--- PROBLEMS AND TASKS ---
1 > Copy the Sorted Containers text starting with "The key function" and going on through "4, 5], key=neg)", swapping "initializer" for "constructor".
2 > In the Sorted Containers text, in what order would a sorted list of integers be kept when the negation operator is the key?

NotImplementedError: use ``del sl[index]`` and ``sl.add(value)`` instead
>>> sl.reverse()
Traceback (most recent call last):
...
NotImplementedError: use ``reversed(sl)`` instead
>>> sl.append('f')
Traceback (most recent call last):
...
NotImplementedError: use ``sl.add(value)`` instead
>>> sl.extend(['f', 'g', 'h'])
Traceback (most recent call last):
...
NotImplementedError: use ``sl.update(values)`` instead
>>> sl.insert(5, 'f')
Traceback (most recent call last):
...
NotImplementedError: use ``sl.add(value)`` instead
Comparison with :class:`SortedList` uses lexicographical ordering as with other
sequence types.
Refer to the :doc:`Sorted List documentation<sortedlist>` for additional
parameters, more examples, and descriptions of runtime complexity.
.. _`order statistic tree`: https://en.wikipedia.org/wiki/Order_statistic_tree
Sorted-key List
---------------
The :doc:`Sorted Containers<index>` project also maintains a specialized
sorted-list-like type that accepts a key-parameter as found in Python's
built-in `sorted` function. :class:`SortedKeyList` provides the same
functionality as :class:`SortedList` but maintains the order of contained
values based on the applied key-function. This simplifies the pattern of boxing
and un-boxing which would otherwise be required.
>>> from operator import neg
>>> from sortedcontainers import SortedKeyList
>>> skl = SortedKeyList(key=neg)
The key function extracts a comparison key for ordering items in the list. In
our example above we apply the negation operator. In the example above, a
sorted list of integers would be ordered in descending sort order.
You can also construct a :class:`SortedKeyList` using the :class:`SortedList`
type by passing a key-function to the initializer.
>>> from sortedcontainers import SortedList
>>> values = SortedList([1, 2, 3, 4, 5], key=neg)

--- DATA BLOCK ---
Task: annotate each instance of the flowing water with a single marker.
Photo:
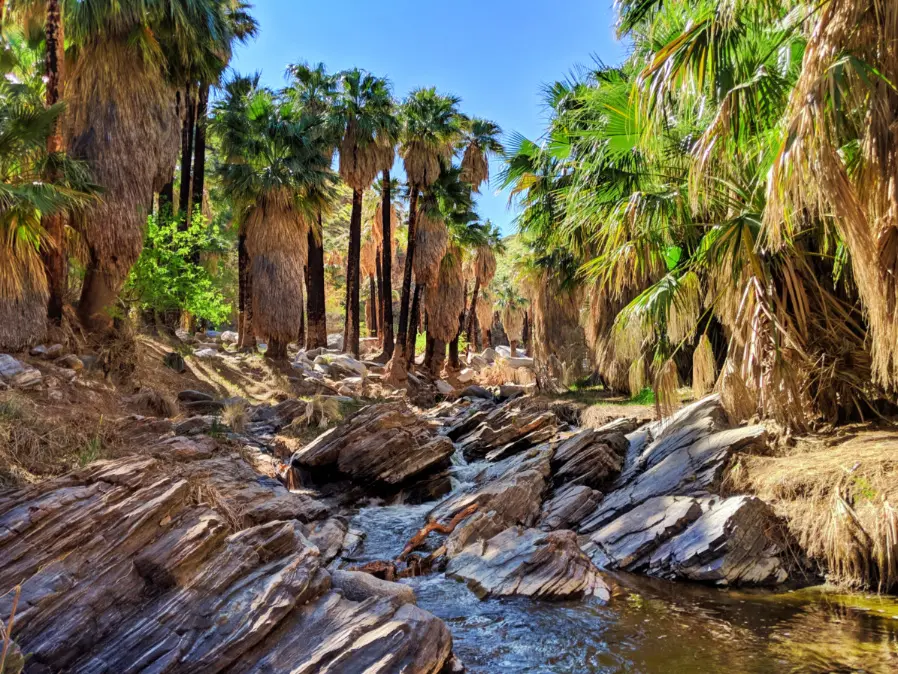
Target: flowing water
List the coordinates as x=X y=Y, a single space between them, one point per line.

--- SOLUTIONS BY TASK ---
1 >
The key function extracts a comparison key for ordering items in the list. In
our example above we apply the negation operator. In the example above, a
sorted list of integers would be ordered in descending sort order.
You can also construct a :class:`SortedKeyList` using the :class:`SortedList`
type by passing a key-function to the constructor.
>>> from sortedcontainers import SortedList
>>> values = SortedList([1, 2, 3, 4, 5], key=neg)

2 > Descending order.